== Extrait choisi

Peintres et poètes partagent cette synesthésie, fondée sur la synergie entre couleurs, poèmes, musiques et sons. Fin 1912, Apollinaire présente les Delaunay à Blaise Cendrars, qui vient de publier son recueil de poèmes Les Pâques à New York dans sa maison d’édition, Les Hommes nouveaux. Le 1er janvier 1913, Sonia Delaunay réalise la reliure de l’ouvrage – selon son témoignage, sous les yeux même de Cendrars – en collant des petits triangles de papiers multicolores sur la couverture et en redoublant les gardes d’un patchwork abstrait, proche de la Couverture de berceau en tissu cousue en 1911 pour son fils Charles (MNAM). Il s’agit de son premier travail de reliure sur les vingt-trois connues (MNAM et BNF) illustrant des recueils de poèmes d’Apollinaire, Cendrars, Minsky (Chansons d’amour, 1913, MNAM), Rimbaud, Tzara (De nos oiseaux, 1923, MNAM), Iliazd (Lidantiou Faram, 1923, MNAM), Crevel, Laforgue, Canudo, et trois numéros de Der Sturm, la revue d’avant-garde du galeriste et éditeur berlinois Herwarth Walden. La radicalité abstraite de la réalisation, techniquement dans la filiation des papiers collés cubistes, mais strictement décorative, justifie la présence de ces délicates mosaïques de papiers, montées sur des cartonnages, avec les quatorze peintures et les objets orphiques réunis pour sa première exposition, tenue au Salon d’automne allemand (Erster Deutscher Herbtsalon) à la galerie Der Sturm (20 septembre 1er décembre 1913).

====
== Enregistrements fournis

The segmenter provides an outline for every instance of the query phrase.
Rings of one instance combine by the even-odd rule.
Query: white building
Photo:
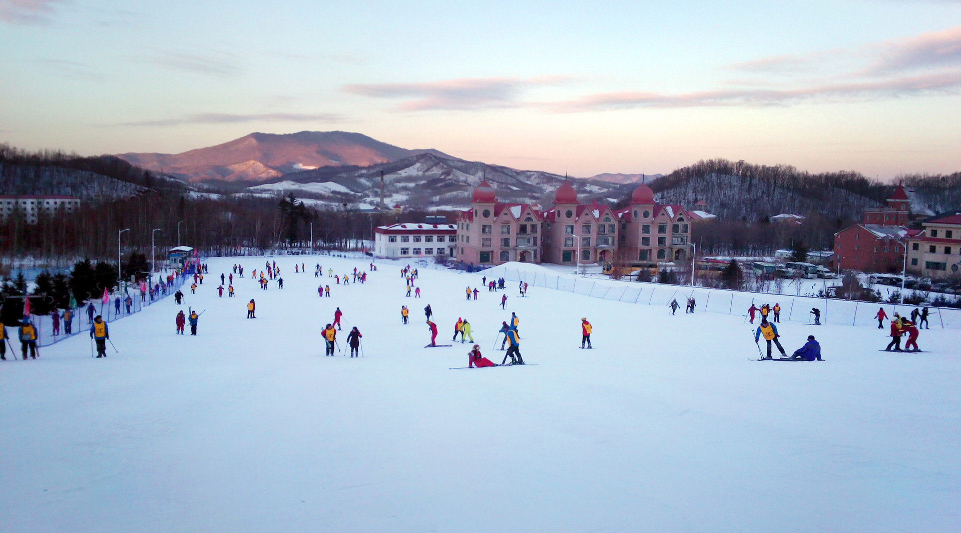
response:
[[[65,213],[73,212],[80,208],[80,199],[73,196],[0,196],[0,220],[18,213],[27,224],[37,224],[40,213],[53,216],[61,207]]]
[[[391,224],[374,230],[378,257],[453,257],[457,244],[456,224]]]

====

_Exercices_
[A] Selon l'extrait sur Sonia Delaunay, quel recueil de Blaise Cendrars a-t-elle relié le 1er janvier 1913 ?
[B] Écrivez la suite de l'extrait sur les reliures de Sonia Delaunay, en reprenant après sa dernière phrase.

_Réponses_
[A] Les Pâques à New York.

[B]
Cette manifestation abrite également le livre de Sonia Delaunay et de Blaise Cendrars qui deviendra le plus célèbre : La Prose du Transsibérien et de la petite Jehanne de France. Il s’agit de leur deuxième collaboration et du « premier livre simultané », emblématique d’une recherche commune de correspondance entre les mots et les couleurs. L’ouvrage adopte une forme originale qui permet un déchiffrement global continu : celle d’un long dépliant en accordéon, à la verticale, partagé en deux colonnes déroulant en vis-à-vis une frise abstraite de rythmes colorés, exécutée à l’aquarelle sur la maquette originale, et le texte imprimé en couleur, également rehaussé d’aquarelle sur toute sa longueur. Le poème, sans ponctuation, dans la tradition mallarméenne, égrène le récit autobiographique du voyage en Russie d’un jeune poète et d’une prostituée à bord du légendaire Transsibérien, dont l’itinéraire est reproduit en tête du texte. Le long ruban de cercles simultanés chatoyant de couleurs renvoie, de façon synchronique, au rythme syncopé du poème, en cadence avec celui du voyage et avec les roulis du train. (« Les contrastes simultanés des couleurs et le texte forment des profondeurs et des mouvements qui sont l’inspiration nouvelle », Blaise Cendrars et Sonia Delaunay, lettre à André Salmon, Gil Blas, 12 octobre 1913, Paris, BNF). Une tour Eiffel rouge, symbole du Paris moderne et blason commun aux deux Delaunay, conclut le serpentin et la fin du poème : « Paris/Ville de la Tour Unique du grand Gibet et de la Roue ». Le Musée possède aussi un des prospectus imaginés par Sonia Delaunay en septembre 1913 pour annoncer la parution du livre deux mois plus tard, un des nombreux projets d’affiche présentant le livre comme un « Texte Peinture Simultané ». Ceux-ci ne furent pas édités, mais celui du Musée fut présenté galerie Der Sturm en 1913, ainsi que la peinture à l’huile sur toile (MNAM) identique (maquette ou réplique ?) à l’aquarelle.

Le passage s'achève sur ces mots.